Passage shown>

* Start *

SCST "/proc" commands
---------------------

For communications with user space programs SCST provides proc-based
interface in "/proc/scsi_tgt" directory. It contains the following
entries:

  - "help" file, which provides online help for SCST commands
  
  - "scsi_tgt" file, which on read provides information of serving by SCST
    devices and their dev handlers. On write it supports the following
    command:
    
      * "assign H:C:I:L HANDLER_NAME" assigns dev handler "HANDLER_NAME" 
        on device with host:channel:id:lun

  - "sessions" file, which lists currently connected initiators (open sessions)
	
  - "threads" file, which allows to read and set number of SCST's threads
  
  - "version" file, which shows version of SCST
  
  - "trace_level" file, which allows to read and set trace (logging) level
    for SCST. See "help" file for list of trace levels.

Each dev handler has own subdirectory. Most dev handler have only two
files in this subdirectory: "trace_level" and "type". The first one is
similar to main SCST "trace_level" file, the latter one shows SCSI type
number of this handler as well as some text description.

For example, "echo "assign 1:0:1:0 dev_disk" >/proc/scsi_tgt/scsi_tgt"
will assign device handler "dev_disk" to real device sitting on host 1,
channel 0, ID 1, LUN 0.

Access and devices visibility management
----------------------------------------

Access and devices visibility management allows for an initiator or
group of initiators to have different limited set of LUs/LUNs (security
group) each with appropriate access permissions. Initiator is
represented as a SCST session. Session is binded to security group on
its registration time by character "name" parameter of the registration
function, which provided by target driver, based on its internal
authentication. For example, for FC "name" could be WWN or just loop
ID. For iSCSI this could be iSCSI login credentials or iSCSI initiator
name. Each security group has set of names assigned to it by system
administrator. Session is binded to security group with provided name.
If no such groups found, the session binded to "Default" group.

In /proc/scsi_tgt each group represented as "groups/GROUP_NAME/"
subdirectory. In it there are files "devices" and "users". File
"devices" lists all devices and their LUNs in the group, file "users"
lists all names that should be binded to this group.

To configure access and devices visibility management SCST provides the
following files and directories under /proc/scsi_tgt:

  - "add_group GROUP" to /proc/scsi_tgt/scsi_tgt adds group "GROUP"
  
  - "del_group GROUP" to /proc/scsi_tgt/scsi_tgt deletes group "GROUP"
  
  - "add H:C:I:L lun [RO]" to /proc/scsi_tgt/groups/GROUP/devices adds 
    device with host:channel:id:lun as LUN "lun" in group "GROUP". Optionally,
    the device could be marked as read only.
  
  - "del H:C:I:L" to /proc/scsi_tgt/groups/GROUP/devices deletes device with
    host:channel:id:lun from group "GROUP"
  
  - "add V_NAME lun [RO]" to /proc/scsi_tgt/groups/GROUP/devices adds device with
    virtual name "V_NAME" as LUN "lun" in group "GROUP". Optionally, the device 
    could be marked as read only.
  
  - "del V_NAME" to /proc/scsi_tgt/groups/GROUP/devices deletes device with
    virtual name "V_NAME" from group "GROUP"

* End *

Data>

* Start *

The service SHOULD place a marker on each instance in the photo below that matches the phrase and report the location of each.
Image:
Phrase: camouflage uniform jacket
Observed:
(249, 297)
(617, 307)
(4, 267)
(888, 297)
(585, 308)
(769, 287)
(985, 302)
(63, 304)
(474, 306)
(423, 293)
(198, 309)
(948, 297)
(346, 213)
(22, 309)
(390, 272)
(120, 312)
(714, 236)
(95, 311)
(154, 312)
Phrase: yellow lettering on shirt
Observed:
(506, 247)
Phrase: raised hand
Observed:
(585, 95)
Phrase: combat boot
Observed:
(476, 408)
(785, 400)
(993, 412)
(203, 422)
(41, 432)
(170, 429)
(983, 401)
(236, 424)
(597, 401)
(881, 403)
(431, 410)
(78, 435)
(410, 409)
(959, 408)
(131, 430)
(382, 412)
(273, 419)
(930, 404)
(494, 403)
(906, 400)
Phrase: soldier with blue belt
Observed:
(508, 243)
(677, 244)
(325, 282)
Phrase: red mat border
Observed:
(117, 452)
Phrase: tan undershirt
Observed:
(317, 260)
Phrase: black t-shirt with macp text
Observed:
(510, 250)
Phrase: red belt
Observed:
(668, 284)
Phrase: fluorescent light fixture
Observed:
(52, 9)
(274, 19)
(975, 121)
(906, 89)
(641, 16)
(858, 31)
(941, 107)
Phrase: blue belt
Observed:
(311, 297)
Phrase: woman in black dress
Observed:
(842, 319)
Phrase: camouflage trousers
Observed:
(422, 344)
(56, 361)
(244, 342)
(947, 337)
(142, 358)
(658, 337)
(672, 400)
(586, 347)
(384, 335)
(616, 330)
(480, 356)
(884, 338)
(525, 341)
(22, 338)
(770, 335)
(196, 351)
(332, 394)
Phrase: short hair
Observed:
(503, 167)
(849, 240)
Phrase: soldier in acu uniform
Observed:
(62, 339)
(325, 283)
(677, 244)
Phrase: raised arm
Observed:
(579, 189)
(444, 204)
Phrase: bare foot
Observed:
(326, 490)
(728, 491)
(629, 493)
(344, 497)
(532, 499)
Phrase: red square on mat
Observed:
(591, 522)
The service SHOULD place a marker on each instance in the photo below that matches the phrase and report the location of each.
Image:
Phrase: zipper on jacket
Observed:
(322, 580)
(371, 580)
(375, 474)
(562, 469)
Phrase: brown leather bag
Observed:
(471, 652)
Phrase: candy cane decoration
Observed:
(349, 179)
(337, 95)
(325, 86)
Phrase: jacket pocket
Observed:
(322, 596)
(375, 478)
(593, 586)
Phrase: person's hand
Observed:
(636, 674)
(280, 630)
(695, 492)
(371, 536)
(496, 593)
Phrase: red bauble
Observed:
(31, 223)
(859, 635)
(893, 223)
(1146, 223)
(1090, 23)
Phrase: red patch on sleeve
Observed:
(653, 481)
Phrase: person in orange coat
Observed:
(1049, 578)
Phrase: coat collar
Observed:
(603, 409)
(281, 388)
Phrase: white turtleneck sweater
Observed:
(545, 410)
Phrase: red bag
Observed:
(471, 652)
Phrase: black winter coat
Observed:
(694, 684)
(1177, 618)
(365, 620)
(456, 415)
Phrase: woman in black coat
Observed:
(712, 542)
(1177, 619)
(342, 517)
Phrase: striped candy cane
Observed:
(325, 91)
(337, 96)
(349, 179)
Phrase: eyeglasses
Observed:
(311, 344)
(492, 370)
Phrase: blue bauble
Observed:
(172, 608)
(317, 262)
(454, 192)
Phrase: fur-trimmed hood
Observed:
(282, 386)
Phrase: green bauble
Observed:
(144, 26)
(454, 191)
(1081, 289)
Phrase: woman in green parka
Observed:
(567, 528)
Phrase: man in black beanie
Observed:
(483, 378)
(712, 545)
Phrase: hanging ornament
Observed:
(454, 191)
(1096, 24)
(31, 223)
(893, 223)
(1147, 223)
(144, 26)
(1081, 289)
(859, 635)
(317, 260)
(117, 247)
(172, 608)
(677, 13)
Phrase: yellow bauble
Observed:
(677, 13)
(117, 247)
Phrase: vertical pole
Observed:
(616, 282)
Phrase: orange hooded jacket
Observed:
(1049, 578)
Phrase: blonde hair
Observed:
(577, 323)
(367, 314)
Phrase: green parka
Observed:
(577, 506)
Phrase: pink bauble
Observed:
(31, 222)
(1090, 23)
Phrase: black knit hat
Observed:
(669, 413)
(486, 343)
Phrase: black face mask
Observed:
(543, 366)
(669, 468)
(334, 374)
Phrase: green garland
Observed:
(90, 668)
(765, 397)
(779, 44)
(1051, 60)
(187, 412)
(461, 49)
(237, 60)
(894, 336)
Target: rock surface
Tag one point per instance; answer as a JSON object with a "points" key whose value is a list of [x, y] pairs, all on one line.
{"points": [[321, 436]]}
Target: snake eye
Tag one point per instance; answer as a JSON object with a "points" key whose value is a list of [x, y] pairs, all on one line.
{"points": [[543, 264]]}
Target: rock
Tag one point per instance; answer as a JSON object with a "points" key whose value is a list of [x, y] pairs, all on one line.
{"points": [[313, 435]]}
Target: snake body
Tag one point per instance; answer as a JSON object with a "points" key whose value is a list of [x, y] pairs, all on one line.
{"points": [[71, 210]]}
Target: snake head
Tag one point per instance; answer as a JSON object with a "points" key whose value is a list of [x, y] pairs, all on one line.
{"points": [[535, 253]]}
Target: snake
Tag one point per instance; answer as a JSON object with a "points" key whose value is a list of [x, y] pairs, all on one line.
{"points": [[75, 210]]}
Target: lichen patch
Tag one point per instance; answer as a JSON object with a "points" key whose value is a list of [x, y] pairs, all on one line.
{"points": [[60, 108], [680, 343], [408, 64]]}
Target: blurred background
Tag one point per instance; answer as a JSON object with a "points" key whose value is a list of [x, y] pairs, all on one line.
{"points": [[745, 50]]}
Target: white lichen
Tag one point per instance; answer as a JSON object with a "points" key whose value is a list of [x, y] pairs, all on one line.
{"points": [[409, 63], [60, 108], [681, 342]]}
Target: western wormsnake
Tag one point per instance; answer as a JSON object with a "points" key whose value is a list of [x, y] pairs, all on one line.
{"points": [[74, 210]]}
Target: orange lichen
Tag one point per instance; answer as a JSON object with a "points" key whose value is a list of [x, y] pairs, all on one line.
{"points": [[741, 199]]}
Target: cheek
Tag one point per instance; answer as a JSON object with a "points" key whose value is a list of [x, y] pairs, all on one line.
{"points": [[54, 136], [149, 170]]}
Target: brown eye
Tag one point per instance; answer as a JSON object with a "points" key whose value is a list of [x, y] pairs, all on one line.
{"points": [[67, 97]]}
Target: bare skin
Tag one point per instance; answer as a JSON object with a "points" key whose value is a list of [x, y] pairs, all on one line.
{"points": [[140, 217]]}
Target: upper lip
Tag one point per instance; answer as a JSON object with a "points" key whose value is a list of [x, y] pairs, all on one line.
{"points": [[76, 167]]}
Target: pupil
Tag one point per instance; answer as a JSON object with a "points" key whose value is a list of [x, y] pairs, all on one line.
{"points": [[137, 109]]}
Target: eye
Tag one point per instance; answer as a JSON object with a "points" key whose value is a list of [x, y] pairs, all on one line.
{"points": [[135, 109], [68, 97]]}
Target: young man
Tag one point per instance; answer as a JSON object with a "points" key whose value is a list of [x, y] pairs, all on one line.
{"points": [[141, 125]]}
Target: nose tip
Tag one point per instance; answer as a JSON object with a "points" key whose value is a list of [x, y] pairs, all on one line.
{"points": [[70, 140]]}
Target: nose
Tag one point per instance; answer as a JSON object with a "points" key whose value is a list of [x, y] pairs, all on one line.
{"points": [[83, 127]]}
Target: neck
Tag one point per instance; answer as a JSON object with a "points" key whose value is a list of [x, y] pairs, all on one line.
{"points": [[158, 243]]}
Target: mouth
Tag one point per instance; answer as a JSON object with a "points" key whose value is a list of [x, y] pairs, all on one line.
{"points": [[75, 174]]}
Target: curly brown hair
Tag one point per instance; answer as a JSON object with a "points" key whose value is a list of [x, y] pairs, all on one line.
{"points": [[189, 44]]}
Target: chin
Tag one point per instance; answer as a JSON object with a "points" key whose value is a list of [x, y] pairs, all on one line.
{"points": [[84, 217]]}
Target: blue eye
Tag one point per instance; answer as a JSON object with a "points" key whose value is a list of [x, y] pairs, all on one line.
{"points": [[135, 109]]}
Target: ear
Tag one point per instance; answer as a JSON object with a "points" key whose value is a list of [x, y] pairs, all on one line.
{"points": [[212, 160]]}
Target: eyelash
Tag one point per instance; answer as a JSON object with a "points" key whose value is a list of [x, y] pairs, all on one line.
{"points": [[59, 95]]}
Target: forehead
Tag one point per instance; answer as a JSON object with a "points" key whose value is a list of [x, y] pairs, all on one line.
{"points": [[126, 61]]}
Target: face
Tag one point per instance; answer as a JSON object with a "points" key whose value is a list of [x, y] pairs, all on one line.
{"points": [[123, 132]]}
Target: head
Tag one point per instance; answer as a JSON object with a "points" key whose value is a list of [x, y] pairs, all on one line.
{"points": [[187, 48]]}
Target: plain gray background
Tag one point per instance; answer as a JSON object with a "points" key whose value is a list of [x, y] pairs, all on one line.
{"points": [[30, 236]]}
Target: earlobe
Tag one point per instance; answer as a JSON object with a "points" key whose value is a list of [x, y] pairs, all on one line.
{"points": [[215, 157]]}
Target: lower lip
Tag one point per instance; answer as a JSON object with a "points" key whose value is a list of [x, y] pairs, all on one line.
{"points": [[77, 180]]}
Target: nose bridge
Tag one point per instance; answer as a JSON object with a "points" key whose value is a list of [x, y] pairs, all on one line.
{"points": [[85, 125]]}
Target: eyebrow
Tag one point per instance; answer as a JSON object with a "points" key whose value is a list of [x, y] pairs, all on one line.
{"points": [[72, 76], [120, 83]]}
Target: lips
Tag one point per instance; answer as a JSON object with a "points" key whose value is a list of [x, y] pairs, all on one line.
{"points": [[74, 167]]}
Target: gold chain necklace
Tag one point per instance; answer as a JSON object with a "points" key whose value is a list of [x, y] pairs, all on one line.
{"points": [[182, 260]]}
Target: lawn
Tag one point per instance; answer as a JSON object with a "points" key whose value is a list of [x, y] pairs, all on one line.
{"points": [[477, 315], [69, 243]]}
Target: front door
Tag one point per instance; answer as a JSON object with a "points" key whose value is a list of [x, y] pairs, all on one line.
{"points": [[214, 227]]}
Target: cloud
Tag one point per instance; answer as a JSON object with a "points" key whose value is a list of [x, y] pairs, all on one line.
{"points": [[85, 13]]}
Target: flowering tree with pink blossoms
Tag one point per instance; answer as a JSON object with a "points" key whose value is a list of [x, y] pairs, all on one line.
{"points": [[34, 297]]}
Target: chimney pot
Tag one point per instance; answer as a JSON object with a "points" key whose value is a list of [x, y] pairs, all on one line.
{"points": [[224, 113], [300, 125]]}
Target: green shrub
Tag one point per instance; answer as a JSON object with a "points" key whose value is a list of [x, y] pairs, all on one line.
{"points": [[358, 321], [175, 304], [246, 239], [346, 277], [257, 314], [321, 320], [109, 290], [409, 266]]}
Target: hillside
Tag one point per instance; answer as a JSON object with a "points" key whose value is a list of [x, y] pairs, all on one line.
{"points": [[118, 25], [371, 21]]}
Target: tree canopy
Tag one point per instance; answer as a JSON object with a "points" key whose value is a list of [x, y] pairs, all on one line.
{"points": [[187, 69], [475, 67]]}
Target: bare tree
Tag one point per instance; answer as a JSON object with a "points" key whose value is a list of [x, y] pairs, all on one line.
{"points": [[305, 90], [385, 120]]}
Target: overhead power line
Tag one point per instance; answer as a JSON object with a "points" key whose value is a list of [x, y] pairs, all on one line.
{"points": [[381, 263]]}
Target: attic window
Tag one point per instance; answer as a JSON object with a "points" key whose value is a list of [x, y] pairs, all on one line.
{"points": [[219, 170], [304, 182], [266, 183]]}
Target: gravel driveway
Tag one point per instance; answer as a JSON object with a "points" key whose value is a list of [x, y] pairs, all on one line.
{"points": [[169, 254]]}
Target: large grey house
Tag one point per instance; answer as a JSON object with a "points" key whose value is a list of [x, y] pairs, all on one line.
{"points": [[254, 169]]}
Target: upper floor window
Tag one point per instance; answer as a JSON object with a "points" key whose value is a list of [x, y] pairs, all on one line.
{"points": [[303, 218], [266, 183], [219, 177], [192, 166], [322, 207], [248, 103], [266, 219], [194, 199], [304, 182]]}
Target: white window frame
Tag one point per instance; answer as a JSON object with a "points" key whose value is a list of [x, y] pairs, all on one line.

* End *

Request> According to the SCST /proc text, which group is a session bound to when no security group matches its name?

Answer to this exercise> The "Default" group.